● Objective 1: In the paper execution engine text, rewrite the part that begins at "max_position_pct: float = 0.20" and ends after "closed_trades: list = field(default_factory=list)", changing "latency_ms" to "delay_ms".
● Objective 2: Name every field declared in the PaperEngine class of the paper execution engine text.
● Objective 3:
Answer these about the paper execution engine text:
(a) What does naive paper trading assume about fills?
(b) What default value does a PaperTrade's status field take?
(c) What starting balance does the PaperEngine have?

● Excerpted passage:

+ + + +

The Paper Execution Engine

This is where paper trading gets subtle. Naive paper trading assumes instant fills at the current price — this overestimates real performance. We need realistic fill modeling:

@dataclass
class PaperTrade:
    id: str
    timestamp: float
    market_id: str
    direction: str  # YES/NO
    entry_price: float
    size_usd: float
    shares: float
    signal: Signal
    exit_price: Optional[float] = None
    exit_timestamp: Optional[float] = None
    pnl: Optional[float] = None
    status: str = "OPEN"

@dataclass 
class PaperEngine:
    balance: float = 10.0  # Start with $10 (weekly challenge!)
    max_position_pct: float = 0.20  # Max 20% per trade
    max_positions: int = 3
    latency_ms: float = 200  # Simulated execution latency
    spread_bps: float = 50  # 0.5% spread assumption
    positions: list = field(default_factory=list)
    closed_trades: list = field(default_factory=list)

+ + + +

● Data excerpts:

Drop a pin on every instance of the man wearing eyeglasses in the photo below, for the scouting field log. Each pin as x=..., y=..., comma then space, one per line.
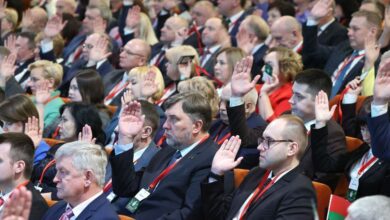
x=306, y=86
x=274, y=190
x=134, y=54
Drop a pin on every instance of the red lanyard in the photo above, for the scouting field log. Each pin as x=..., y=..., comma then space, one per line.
x=365, y=166
x=48, y=165
x=259, y=191
x=115, y=91
x=345, y=63
x=165, y=172
x=108, y=186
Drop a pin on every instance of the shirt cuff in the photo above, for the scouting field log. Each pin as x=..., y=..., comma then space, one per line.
x=311, y=22
x=235, y=101
x=120, y=148
x=377, y=110
x=46, y=45
x=128, y=31
x=349, y=99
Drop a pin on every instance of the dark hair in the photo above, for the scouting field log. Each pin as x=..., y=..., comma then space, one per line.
x=86, y=114
x=285, y=8
x=22, y=148
x=152, y=118
x=194, y=105
x=91, y=87
x=30, y=37
x=316, y=80
x=17, y=108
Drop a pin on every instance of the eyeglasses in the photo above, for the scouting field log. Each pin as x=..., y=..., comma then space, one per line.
x=128, y=52
x=88, y=46
x=268, y=141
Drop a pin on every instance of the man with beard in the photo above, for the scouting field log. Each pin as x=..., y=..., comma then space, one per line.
x=169, y=187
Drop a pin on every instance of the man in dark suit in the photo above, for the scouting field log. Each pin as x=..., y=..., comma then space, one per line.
x=306, y=86
x=200, y=13
x=80, y=175
x=234, y=14
x=135, y=53
x=274, y=190
x=251, y=35
x=16, y=154
x=169, y=187
x=345, y=61
x=213, y=36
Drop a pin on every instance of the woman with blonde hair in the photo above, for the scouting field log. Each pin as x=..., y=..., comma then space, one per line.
x=280, y=68
x=45, y=77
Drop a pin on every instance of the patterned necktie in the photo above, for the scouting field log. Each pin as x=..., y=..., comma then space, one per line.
x=67, y=214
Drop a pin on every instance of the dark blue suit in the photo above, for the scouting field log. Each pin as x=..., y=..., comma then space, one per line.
x=100, y=208
x=380, y=136
x=177, y=196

+ + + +

● Complete output 1:
max_position_pct: float = 0.20  # Max 20% per trade
    max_positions: int = 3
    delay_ms: float = 200  # Simulated execution latency
    spread_bps: float = 50  # 0.5% spread assumption
    positions: list = field(default_factory=list)
    closed_trades: list = field(default_factory=list)

● Complete output 2:
balance
max_position_pct
max_positions
latency_ms
spread_bps
positions
closed_trades

● Complete output 3:
(a) It assumes instant fills at the current price.
(b) "OPEN"
(c) $10 (10.0)